(課題 1):
メタの新アプリに関する本文抜粋では、利用者の指示で自動生成される対話型の小さなアプリやゲームは何と呼ばれているか。
(課題 2):
メタの新アプリに関する本文抜粋を、最後の文の後から書き継いでください。

(本文抜粋):

▽

アメリカのIT大手メタ(Meta)が、生成AIを活用して小規模なゲームやアプリを作成できる新しいアプリ「Pocket」の提供を始めたことが明らかになりました。公式な発表は行われておらず、現在は試験的な段階とみられています。
このアプリは、利用者がAIに文章で指示(プロンプト)を入力することで、「ギズモ」と呼ばれる対話型の小さなアプリやゲームを自動で生成できるというものです。また、他の利用者が作成したゲームを一覧から選んで遊ぶ機能も備わっているということです。
メタは今年、ゲームプラットフォーム「Gizmo」の開発チームを買収しており、今回の新アプリはその技術を活用したものとみられます。アプリ配信サービスの画面上では、元の「Gizmo」アプリと多くの共通点が確認されています。

△

[収集データ]
▽

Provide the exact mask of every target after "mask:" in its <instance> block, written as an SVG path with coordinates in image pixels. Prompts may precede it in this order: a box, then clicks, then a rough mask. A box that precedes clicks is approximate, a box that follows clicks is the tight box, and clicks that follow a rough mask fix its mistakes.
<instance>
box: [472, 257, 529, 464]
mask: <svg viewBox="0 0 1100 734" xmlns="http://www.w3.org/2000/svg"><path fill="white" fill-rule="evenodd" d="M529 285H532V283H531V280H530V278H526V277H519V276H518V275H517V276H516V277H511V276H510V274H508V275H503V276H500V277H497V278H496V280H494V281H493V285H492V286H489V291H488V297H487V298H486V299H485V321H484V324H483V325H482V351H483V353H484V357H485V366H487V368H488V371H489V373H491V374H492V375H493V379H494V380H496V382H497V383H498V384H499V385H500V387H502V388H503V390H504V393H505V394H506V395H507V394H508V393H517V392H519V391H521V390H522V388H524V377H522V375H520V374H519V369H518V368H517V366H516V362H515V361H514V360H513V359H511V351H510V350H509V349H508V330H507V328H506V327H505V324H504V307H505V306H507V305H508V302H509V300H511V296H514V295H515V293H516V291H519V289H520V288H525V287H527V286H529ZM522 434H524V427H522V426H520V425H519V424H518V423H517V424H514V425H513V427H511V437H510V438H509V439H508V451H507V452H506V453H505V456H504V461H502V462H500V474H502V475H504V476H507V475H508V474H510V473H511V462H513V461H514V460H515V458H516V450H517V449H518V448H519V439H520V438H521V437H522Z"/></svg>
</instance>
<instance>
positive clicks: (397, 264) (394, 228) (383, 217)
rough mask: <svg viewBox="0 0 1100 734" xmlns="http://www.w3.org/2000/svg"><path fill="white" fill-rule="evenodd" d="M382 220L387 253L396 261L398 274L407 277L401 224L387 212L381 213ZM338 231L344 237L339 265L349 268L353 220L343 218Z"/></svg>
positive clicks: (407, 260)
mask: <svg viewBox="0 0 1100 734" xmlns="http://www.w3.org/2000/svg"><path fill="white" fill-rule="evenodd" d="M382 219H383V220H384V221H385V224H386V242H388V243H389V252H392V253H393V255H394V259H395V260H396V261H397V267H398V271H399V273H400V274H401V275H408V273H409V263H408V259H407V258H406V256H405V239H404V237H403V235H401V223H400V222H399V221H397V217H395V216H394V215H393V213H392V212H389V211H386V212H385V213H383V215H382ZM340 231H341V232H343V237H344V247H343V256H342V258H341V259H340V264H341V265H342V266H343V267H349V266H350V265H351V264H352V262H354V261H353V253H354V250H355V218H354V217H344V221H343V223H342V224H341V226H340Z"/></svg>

△

(解答 1):
「ギズモ」と呼ばれている。

(解答 2):
アプリの分析を手がける専門家がSNS上で指摘したことで、今回の提供開始が判明しました。調査会社のデータによりますと、アプリ自体は今年6月29日に配信が始まっていたということです。現時点でメタからの公式なコメントは出されていません。
メタは現在、AIを活用した制作ツールを一般に広く普及させる方針を掲げています。同社はこれまでにも、画像生成機能や動画作成アプリなどを展開しており、今回の「Pocket」も自社のAI技術をより身近にするための戦略の一環と位置づけられています。
なお、基盤となった「Gizmo」のアプリは、これまでに累計で63万5000回以上ダウンロードされており、利用者から高い評価を得ていたということです。